TASK INSTRUCTIONS: Please render every line of the items below as a Markdown table with two columns, Row for the row number and Line for the line itself, skipping blank lines. Leave the pictures out of the answer.

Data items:
========================================
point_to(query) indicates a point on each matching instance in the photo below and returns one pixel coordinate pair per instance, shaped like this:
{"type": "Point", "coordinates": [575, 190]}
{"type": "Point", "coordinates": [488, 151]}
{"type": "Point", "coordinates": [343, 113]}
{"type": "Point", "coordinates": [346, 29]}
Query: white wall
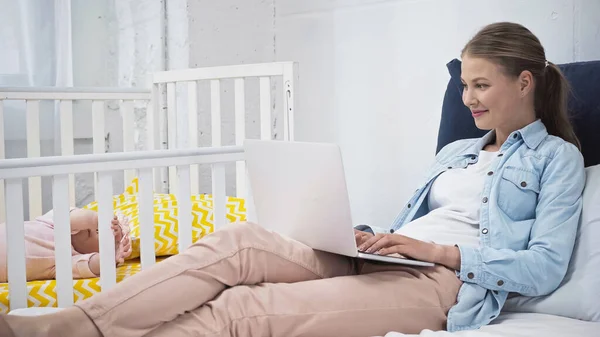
{"type": "Point", "coordinates": [373, 77]}
{"type": "Point", "coordinates": [227, 32]}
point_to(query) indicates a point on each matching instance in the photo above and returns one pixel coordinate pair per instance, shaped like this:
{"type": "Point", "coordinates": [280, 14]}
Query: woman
{"type": "Point", "coordinates": [497, 215]}
{"type": "Point", "coordinates": [85, 261]}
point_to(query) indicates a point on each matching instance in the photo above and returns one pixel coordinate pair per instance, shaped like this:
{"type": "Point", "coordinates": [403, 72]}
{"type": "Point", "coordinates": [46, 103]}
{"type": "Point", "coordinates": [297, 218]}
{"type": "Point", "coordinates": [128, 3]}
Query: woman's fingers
{"type": "Point", "coordinates": [369, 242]}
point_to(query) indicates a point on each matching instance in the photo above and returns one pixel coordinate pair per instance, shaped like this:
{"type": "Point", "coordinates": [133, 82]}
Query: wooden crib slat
{"type": "Point", "coordinates": [265, 108]}
{"type": "Point", "coordinates": [240, 133]}
{"type": "Point", "coordinates": [108, 274]}
{"type": "Point", "coordinates": [219, 195]}
{"type": "Point", "coordinates": [15, 254]}
{"type": "Point", "coordinates": [153, 133]}
{"type": "Point", "coordinates": [2, 156]}
{"type": "Point", "coordinates": [32, 113]}
{"type": "Point", "coordinates": [62, 240]}
{"type": "Point", "coordinates": [193, 132]}
{"type": "Point", "coordinates": [98, 129]}
{"type": "Point", "coordinates": [215, 112]}
{"type": "Point", "coordinates": [289, 76]}
{"type": "Point", "coordinates": [66, 141]}
{"type": "Point", "coordinates": [172, 131]}
{"type": "Point", "coordinates": [249, 201]}
{"type": "Point", "coordinates": [184, 208]}
{"type": "Point", "coordinates": [146, 217]}
{"type": "Point", "coordinates": [128, 132]}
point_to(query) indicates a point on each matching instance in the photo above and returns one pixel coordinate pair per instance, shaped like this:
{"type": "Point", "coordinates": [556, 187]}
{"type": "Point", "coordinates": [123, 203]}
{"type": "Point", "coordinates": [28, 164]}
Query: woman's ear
{"type": "Point", "coordinates": [525, 82]}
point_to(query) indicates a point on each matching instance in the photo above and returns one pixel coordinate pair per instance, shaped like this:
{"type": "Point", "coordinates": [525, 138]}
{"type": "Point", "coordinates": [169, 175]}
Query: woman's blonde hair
{"type": "Point", "coordinates": [516, 49]}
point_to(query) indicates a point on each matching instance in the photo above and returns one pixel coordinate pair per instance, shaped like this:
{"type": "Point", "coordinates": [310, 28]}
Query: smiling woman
{"type": "Point", "coordinates": [500, 212]}
{"type": "Point", "coordinates": [508, 83]}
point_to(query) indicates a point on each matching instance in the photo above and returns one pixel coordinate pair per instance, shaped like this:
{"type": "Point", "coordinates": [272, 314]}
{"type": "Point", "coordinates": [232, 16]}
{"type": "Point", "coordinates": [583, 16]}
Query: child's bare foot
========================================
RESPONSE TO THE EXERCISE:
| Row | Line |
|---|---|
| 1 | point_to(query) indicates a point on each matching instance in the photo below and returns one pixel coordinate pair per instance, shaped like this: |
| 2 | {"type": "Point", "coordinates": [575, 190]} |
| 3 | {"type": "Point", "coordinates": [488, 151]} |
| 4 | {"type": "Point", "coordinates": [343, 113]} |
| 5 | {"type": "Point", "coordinates": [346, 29]} |
| 6 | Query: white wall |
| 7 | {"type": "Point", "coordinates": [373, 77]} |
| 8 | {"type": "Point", "coordinates": [227, 32]} |
| 9 | point_to(query) indicates a point on each matching instance in the photo above and returns one pixel coordinate pair per instance, shaped like this: |
| 10 | {"type": "Point", "coordinates": [280, 14]} |
| 11 | Query: woman |
| 12 | {"type": "Point", "coordinates": [497, 215]} |
| 13 | {"type": "Point", "coordinates": [85, 261]} |
| 14 | point_to(query) indicates a point on each matching instance in the photo above and returns one pixel coordinate pair per instance, shaped like this: |
| 15 | {"type": "Point", "coordinates": [403, 72]} |
| 16 | {"type": "Point", "coordinates": [46, 103]} |
| 17 | {"type": "Point", "coordinates": [297, 218]} |
| 18 | {"type": "Point", "coordinates": [128, 3]} |
| 19 | Query: woman's fingers |
| 20 | {"type": "Point", "coordinates": [369, 242]} |
| 21 | point_to(query) indicates a point on each matching instance in the photo above and returns one pixel coordinate pair per instance, shaped like this: |
| 22 | {"type": "Point", "coordinates": [133, 82]} |
| 23 | Query: wooden crib slat |
| 24 | {"type": "Point", "coordinates": [265, 108]} |
| 25 | {"type": "Point", "coordinates": [240, 133]} |
| 26 | {"type": "Point", "coordinates": [108, 274]} |
| 27 | {"type": "Point", "coordinates": [219, 195]} |
| 28 | {"type": "Point", "coordinates": [15, 254]} |
| 29 | {"type": "Point", "coordinates": [153, 133]} |
| 30 | {"type": "Point", "coordinates": [2, 156]} |
| 31 | {"type": "Point", "coordinates": [32, 113]} |
| 32 | {"type": "Point", "coordinates": [62, 240]} |
| 33 | {"type": "Point", "coordinates": [193, 132]} |
| 34 | {"type": "Point", "coordinates": [98, 129]} |
| 35 | {"type": "Point", "coordinates": [215, 112]} |
| 36 | {"type": "Point", "coordinates": [289, 76]} |
| 37 | {"type": "Point", "coordinates": [66, 141]} |
| 38 | {"type": "Point", "coordinates": [172, 131]} |
| 39 | {"type": "Point", "coordinates": [249, 201]} |
| 40 | {"type": "Point", "coordinates": [184, 208]} |
| 41 | {"type": "Point", "coordinates": [146, 217]} |
| 42 | {"type": "Point", "coordinates": [128, 132]} |
| 43 | point_to(query) indicates a point on each matching instance in the photo above and returns one pixel coordinate pair per instance, shaped like this: |
| 44 | {"type": "Point", "coordinates": [556, 187]} |
| 45 | {"type": "Point", "coordinates": [123, 203]} |
| 46 | {"type": "Point", "coordinates": [28, 164]} |
| 47 | Query: woman's ear |
| 48 | {"type": "Point", "coordinates": [525, 82]} |
| 49 | point_to(query) indicates a point on each matching instance in the photo above and returns one pixel coordinate pair per instance, shaped like this: |
| 50 | {"type": "Point", "coordinates": [525, 138]} |
| 51 | {"type": "Point", "coordinates": [169, 175]} |
| 52 | Query: woman's blonde hair |
| 53 | {"type": "Point", "coordinates": [516, 49]} |
| 54 | point_to(query) indicates a point on each matching instance in the photo above and returns one pixel coordinate pair per instance, shaped like this: |
| 55 | {"type": "Point", "coordinates": [310, 28]} |
| 56 | Query: smiling woman |
| 57 | {"type": "Point", "coordinates": [500, 212]} |
| 58 | {"type": "Point", "coordinates": [508, 83]} |
| 59 | point_to(query) indicates a point on each matching instance in the photo above and returns one pixel coordinate pair per instance, shaped like this: |
| 60 | {"type": "Point", "coordinates": [272, 314]} |
| 61 | {"type": "Point", "coordinates": [232, 16]} |
| 62 | {"type": "Point", "coordinates": [583, 16]} |
| 63 | Query: child's bare foot |